» **Task objective**: Reproduce all of the material below word for word, but leave the pictures out.

» **Provided records**:
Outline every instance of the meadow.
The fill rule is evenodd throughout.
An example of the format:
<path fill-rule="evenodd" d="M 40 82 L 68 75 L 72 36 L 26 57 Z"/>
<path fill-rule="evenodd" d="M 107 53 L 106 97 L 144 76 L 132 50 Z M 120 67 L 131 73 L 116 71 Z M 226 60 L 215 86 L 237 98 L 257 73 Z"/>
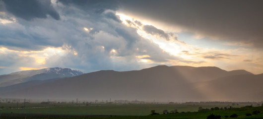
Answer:
<path fill-rule="evenodd" d="M 24 104 L 19 103 L 19 106 Z M 251 103 L 242 103 L 233 105 L 231 103 L 184 103 L 179 104 L 91 104 L 86 106 L 85 104 L 40 104 L 40 103 L 26 104 L 25 108 L 17 109 L 17 104 L 0 103 L 0 107 L 8 107 L 1 110 L 0 118 L 13 118 L 12 115 L 19 115 L 16 117 L 27 119 L 34 119 L 42 117 L 44 119 L 206 119 L 213 113 L 220 115 L 221 119 L 228 119 L 233 114 L 236 114 L 236 119 L 263 119 L 263 107 L 255 105 L 255 107 L 246 107 L 251 105 Z M 254 104 L 255 105 L 255 104 Z M 203 109 L 210 109 L 213 107 L 223 108 L 233 106 L 231 110 L 209 111 L 197 112 L 199 107 Z M 178 113 L 163 114 L 163 111 L 167 110 L 168 112 L 177 109 Z M 159 115 L 149 115 L 151 110 L 155 110 Z M 246 116 L 247 113 L 252 114 L 253 111 L 259 110 L 261 112 L 257 115 Z M 31 117 L 30 117 L 31 116 Z M 31 118 L 30 118 L 31 117 Z M 88 118 L 87 118 L 88 117 Z"/>

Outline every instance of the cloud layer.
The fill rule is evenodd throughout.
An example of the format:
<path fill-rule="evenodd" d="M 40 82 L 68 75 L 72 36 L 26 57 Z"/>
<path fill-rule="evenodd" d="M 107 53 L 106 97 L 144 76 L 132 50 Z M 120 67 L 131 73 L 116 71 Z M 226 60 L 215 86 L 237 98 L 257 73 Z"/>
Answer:
<path fill-rule="evenodd" d="M 89 72 L 137 70 L 159 64 L 222 66 L 229 70 L 236 69 L 234 68 L 236 66 L 245 68 L 253 65 L 247 69 L 259 70 L 255 72 L 263 70 L 263 59 L 259 55 L 262 51 L 258 49 L 262 43 L 258 39 L 262 35 L 258 33 L 260 26 L 255 27 L 255 21 L 240 26 L 253 22 L 254 17 L 235 23 L 236 18 L 229 13 L 222 14 L 232 9 L 228 7 L 232 1 L 225 1 L 229 2 L 226 9 L 218 7 L 217 3 L 222 4 L 218 1 L 154 1 L 1 0 L 0 74 L 23 67 L 70 67 Z M 208 4 L 218 7 L 209 7 Z M 244 6 L 239 4 L 236 10 Z M 208 8 L 210 11 L 206 11 Z M 248 10 L 259 8 L 252 9 Z M 240 16 L 238 18 L 244 17 L 243 13 L 232 10 L 233 13 Z M 252 45 L 231 50 L 197 48 L 180 39 L 176 31 L 167 31 L 162 26 L 125 19 L 116 14 L 123 11 L 161 21 L 182 29 L 181 32 L 212 37 L 209 40 L 230 39 L 228 43 Z M 250 15 L 258 15 L 258 12 L 253 13 Z M 260 25 L 262 22 L 257 23 Z M 256 31 L 255 38 L 252 38 L 250 30 L 243 31 L 244 28 Z M 246 65 L 240 65 L 241 62 Z M 232 66 L 227 65 L 230 63 Z"/>
<path fill-rule="evenodd" d="M 119 10 L 128 15 L 157 21 L 199 38 L 263 48 L 262 0 L 120 1 Z"/>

» **Right answer**:
Outline every instance of the meadow.
The fill rule is evenodd throughout.
An example of the format:
<path fill-rule="evenodd" d="M 40 82 L 68 75 L 72 36 L 26 57 Z"/>
<path fill-rule="evenodd" d="M 107 53 L 106 97 L 144 76 L 132 50 Z M 120 67 L 131 73 L 116 71 Z M 226 60 L 215 86 L 237 98 L 257 73 Z"/>
Answer:
<path fill-rule="evenodd" d="M 24 104 L 19 103 L 19 106 Z M 251 103 L 242 103 L 233 105 L 231 103 L 184 103 L 179 104 L 91 104 L 86 106 L 85 104 L 40 104 L 40 103 L 26 104 L 25 108 L 17 109 L 17 104 L 0 103 L 0 107 L 8 107 L 1 110 L 0 118 L 13 118 L 12 115 L 19 115 L 16 117 L 27 119 L 34 119 L 42 117 L 44 119 L 206 119 L 213 113 L 220 115 L 221 119 L 228 119 L 233 114 L 236 114 L 236 119 L 263 119 L 263 107 L 255 105 L 255 107 L 246 107 L 251 105 Z M 254 104 L 255 105 L 255 104 Z M 203 109 L 210 109 L 213 107 L 223 108 L 233 106 L 231 110 L 209 111 L 197 112 L 199 107 Z M 178 113 L 163 114 L 163 111 L 167 110 L 168 112 L 177 109 Z M 159 115 L 149 115 L 151 110 L 155 110 Z M 246 116 L 247 113 L 252 114 L 253 111 L 259 110 L 261 112 L 257 115 Z M 31 117 L 30 117 L 31 116 Z M 31 118 L 30 118 L 31 117 Z M 88 118 L 87 118 L 88 117 Z"/>

Outline every instance of the cloud layer.
The fill rule is evenodd throughout.
An example of the format:
<path fill-rule="evenodd" d="M 40 82 L 68 75 L 72 36 L 26 57 Z"/>
<path fill-rule="evenodd" d="M 107 53 L 106 97 L 144 76 L 132 50 Z M 120 67 L 131 73 L 116 71 Z M 226 60 L 215 86 L 237 98 L 257 73 Z"/>
Answer:
<path fill-rule="evenodd" d="M 89 72 L 137 70 L 159 64 L 222 66 L 229 70 L 236 69 L 234 68 L 236 66 L 245 68 L 253 65 L 247 69 L 259 70 L 255 72 L 263 70 L 263 59 L 259 55 L 262 51 L 258 49 L 262 43 L 258 39 L 262 35 L 258 33 L 260 26 L 255 27 L 255 21 L 240 26 L 253 22 L 254 17 L 235 23 L 236 18 L 229 13 L 222 14 L 232 9 L 228 7 L 232 1 L 225 1 L 229 2 L 226 9 L 218 7 L 217 3 L 222 4 L 218 1 L 154 1 L 1 0 L 0 74 L 23 67 L 70 67 Z M 208 4 L 218 7 L 209 7 Z M 244 6 L 239 4 L 236 10 Z M 208 8 L 210 11 L 206 11 Z M 248 10 L 259 8 L 252 9 Z M 240 16 L 238 18 L 244 17 L 243 13 L 232 10 L 233 13 Z M 252 45 L 231 50 L 197 48 L 180 39 L 176 31 L 167 31 L 162 26 L 125 19 L 116 14 L 123 11 L 161 21 L 182 29 L 181 32 L 212 37 L 209 40 L 230 39 L 228 43 Z M 250 15 L 258 15 L 258 12 L 253 13 Z M 260 25 L 262 22 L 257 23 Z M 256 31 L 255 38 L 252 38 L 250 30 L 243 31 L 244 28 Z M 246 65 L 240 65 L 241 62 Z M 232 66 L 227 65 L 230 63 Z"/>
<path fill-rule="evenodd" d="M 119 10 L 128 15 L 157 21 L 199 38 L 263 48 L 262 0 L 120 1 Z"/>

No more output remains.